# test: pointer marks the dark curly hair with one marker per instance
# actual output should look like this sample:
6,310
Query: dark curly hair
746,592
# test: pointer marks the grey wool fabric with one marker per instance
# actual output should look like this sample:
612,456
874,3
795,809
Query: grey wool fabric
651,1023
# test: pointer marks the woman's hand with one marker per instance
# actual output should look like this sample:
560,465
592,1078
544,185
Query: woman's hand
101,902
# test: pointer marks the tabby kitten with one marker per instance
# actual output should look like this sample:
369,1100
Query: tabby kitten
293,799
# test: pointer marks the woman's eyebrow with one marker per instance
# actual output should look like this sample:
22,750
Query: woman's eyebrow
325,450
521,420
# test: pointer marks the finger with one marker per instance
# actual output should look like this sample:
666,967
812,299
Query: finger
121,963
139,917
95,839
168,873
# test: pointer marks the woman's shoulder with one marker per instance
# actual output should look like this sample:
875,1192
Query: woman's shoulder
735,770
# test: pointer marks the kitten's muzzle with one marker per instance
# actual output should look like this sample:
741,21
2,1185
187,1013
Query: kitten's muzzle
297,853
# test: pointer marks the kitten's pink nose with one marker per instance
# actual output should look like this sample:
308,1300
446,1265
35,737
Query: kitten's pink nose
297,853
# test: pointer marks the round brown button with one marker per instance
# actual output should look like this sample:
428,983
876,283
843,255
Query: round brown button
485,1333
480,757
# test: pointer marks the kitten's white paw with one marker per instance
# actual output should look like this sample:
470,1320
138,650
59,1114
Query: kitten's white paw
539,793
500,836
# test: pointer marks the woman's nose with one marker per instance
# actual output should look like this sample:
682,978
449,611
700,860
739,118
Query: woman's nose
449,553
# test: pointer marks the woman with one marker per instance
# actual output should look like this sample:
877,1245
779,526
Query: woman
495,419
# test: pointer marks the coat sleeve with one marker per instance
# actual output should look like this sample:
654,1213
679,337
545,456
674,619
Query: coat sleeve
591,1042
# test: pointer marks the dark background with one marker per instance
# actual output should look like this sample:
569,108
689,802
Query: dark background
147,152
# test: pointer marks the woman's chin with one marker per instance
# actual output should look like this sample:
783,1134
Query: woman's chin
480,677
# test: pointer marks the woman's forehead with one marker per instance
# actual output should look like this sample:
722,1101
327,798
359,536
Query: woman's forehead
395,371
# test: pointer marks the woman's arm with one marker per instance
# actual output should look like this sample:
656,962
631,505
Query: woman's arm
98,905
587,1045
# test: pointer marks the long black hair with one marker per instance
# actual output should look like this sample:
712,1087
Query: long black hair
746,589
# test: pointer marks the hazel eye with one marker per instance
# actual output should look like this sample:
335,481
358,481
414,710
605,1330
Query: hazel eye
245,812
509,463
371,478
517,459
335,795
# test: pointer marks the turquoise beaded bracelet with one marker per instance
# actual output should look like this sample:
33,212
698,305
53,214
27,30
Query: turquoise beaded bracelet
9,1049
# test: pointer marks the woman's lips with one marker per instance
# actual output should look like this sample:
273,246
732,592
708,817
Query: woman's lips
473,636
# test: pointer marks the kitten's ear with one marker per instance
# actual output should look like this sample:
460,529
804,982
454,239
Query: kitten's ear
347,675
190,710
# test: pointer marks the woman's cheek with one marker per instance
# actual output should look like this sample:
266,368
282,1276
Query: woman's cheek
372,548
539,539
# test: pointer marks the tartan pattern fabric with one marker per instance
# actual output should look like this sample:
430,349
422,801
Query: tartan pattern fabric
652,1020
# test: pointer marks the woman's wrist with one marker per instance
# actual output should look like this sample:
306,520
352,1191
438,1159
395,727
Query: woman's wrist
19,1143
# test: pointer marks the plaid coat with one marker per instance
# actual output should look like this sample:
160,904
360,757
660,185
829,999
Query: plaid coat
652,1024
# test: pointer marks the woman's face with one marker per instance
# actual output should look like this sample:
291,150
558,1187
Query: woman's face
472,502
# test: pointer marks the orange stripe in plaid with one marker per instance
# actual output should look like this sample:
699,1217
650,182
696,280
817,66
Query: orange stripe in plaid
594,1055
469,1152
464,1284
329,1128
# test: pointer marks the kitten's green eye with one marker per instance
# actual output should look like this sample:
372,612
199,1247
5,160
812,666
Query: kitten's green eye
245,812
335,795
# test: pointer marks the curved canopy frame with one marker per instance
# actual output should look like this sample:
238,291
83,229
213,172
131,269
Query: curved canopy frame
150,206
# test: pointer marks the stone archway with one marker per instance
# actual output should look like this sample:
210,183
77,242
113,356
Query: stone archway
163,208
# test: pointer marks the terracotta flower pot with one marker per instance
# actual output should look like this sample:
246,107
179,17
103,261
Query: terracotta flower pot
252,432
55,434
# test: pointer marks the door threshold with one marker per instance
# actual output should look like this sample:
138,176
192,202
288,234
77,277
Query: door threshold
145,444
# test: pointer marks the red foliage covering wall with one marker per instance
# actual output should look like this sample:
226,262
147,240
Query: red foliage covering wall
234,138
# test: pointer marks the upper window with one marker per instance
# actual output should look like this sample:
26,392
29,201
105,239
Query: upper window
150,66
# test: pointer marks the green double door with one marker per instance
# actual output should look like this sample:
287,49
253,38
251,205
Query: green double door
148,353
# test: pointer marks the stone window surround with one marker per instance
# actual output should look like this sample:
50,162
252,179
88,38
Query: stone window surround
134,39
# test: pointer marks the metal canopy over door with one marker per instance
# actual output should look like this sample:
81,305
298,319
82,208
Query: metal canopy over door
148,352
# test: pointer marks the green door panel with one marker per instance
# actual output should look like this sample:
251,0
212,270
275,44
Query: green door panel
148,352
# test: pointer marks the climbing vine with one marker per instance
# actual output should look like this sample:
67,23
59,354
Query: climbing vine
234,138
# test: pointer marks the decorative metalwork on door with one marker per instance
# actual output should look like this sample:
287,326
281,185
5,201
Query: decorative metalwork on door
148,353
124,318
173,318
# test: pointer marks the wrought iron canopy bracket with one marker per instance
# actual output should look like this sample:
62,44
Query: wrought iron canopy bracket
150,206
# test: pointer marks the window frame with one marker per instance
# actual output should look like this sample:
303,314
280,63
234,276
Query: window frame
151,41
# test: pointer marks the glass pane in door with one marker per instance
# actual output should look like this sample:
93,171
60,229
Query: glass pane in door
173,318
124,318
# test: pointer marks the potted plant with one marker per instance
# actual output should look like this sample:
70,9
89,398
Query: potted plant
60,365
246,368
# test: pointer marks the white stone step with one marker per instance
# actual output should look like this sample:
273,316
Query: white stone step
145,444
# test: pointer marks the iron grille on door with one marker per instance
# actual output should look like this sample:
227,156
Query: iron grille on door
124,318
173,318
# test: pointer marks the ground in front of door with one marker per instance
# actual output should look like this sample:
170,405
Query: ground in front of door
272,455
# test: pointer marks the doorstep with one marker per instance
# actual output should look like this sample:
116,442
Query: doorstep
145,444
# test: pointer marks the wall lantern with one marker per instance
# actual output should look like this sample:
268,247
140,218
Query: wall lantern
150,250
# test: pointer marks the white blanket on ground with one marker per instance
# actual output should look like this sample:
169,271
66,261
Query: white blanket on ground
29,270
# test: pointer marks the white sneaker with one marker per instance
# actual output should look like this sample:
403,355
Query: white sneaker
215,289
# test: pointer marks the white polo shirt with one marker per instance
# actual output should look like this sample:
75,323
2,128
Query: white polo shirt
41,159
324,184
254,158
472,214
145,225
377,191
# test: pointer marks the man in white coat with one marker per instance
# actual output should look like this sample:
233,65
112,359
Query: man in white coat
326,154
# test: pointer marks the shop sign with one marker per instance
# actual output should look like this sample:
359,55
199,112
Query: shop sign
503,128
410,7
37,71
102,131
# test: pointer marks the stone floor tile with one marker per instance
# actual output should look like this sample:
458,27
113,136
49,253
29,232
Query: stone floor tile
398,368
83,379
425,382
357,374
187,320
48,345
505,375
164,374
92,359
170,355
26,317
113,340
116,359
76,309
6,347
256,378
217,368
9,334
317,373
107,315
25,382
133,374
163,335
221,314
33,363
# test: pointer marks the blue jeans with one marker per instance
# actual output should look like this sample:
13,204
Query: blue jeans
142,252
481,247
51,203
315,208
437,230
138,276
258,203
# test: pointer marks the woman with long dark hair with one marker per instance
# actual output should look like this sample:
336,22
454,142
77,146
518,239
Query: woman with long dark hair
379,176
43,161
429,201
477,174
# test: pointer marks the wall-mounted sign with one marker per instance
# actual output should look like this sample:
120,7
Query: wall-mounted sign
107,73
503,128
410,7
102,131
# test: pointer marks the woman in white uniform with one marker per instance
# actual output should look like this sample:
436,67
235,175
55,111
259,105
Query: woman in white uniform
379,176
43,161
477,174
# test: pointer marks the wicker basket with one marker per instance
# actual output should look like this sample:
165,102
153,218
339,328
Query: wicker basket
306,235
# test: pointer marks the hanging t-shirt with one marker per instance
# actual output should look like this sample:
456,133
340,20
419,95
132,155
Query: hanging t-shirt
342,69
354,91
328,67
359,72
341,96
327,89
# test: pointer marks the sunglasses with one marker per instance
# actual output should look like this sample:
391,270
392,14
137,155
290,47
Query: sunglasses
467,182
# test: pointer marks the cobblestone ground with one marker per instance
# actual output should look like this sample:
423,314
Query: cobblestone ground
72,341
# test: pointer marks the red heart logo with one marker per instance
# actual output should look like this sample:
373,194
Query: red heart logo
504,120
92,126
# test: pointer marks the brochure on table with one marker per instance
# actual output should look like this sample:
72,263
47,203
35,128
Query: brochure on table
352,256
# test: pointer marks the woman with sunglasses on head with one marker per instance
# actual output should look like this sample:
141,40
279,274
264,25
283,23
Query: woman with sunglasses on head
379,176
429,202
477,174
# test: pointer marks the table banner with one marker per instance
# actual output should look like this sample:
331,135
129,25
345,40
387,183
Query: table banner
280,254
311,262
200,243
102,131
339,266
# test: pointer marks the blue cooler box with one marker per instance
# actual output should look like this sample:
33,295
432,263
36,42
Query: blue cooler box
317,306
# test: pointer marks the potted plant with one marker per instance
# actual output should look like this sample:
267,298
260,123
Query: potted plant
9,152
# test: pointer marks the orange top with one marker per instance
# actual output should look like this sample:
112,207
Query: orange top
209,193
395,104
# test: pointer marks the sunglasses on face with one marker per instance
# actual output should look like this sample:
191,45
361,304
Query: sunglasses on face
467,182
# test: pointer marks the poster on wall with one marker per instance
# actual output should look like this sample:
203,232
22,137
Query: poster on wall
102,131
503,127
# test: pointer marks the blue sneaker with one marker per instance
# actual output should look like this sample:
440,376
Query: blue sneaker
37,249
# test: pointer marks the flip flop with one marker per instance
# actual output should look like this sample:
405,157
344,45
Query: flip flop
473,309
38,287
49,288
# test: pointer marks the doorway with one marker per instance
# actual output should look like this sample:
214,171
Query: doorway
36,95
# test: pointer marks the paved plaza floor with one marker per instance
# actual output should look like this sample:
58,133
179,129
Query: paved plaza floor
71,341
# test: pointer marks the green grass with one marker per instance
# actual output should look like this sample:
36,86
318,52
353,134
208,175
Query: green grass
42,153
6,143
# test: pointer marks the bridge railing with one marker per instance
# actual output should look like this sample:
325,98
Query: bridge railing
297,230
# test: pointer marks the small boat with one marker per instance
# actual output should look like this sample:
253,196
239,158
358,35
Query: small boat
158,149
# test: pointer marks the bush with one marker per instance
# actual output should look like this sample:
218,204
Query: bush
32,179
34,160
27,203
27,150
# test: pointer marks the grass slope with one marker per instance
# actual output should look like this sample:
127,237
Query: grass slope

==========

CHALLENGE:
Change "small boat" to "rowboat" in the lines from the one containing "# test: pointer marks the small" through the end of the items. Reproduce those lines alone, with nothing else altered.

RESULT OF THIS EXERCISE:
# test: pointer marks the rowboat with one marker per instance
# actual output should look like this sample:
253,196
239,158
358,35
Query: rowboat
158,149
# test: pointer marks the bush with one marker per instance
# actual output should look like this sample:
218,204
Query: bush
32,179
34,160
27,203
27,150
# test: pointer marks the grass slope with one marker per instance
# actual output should look like this sample:
127,237
Query: grass slope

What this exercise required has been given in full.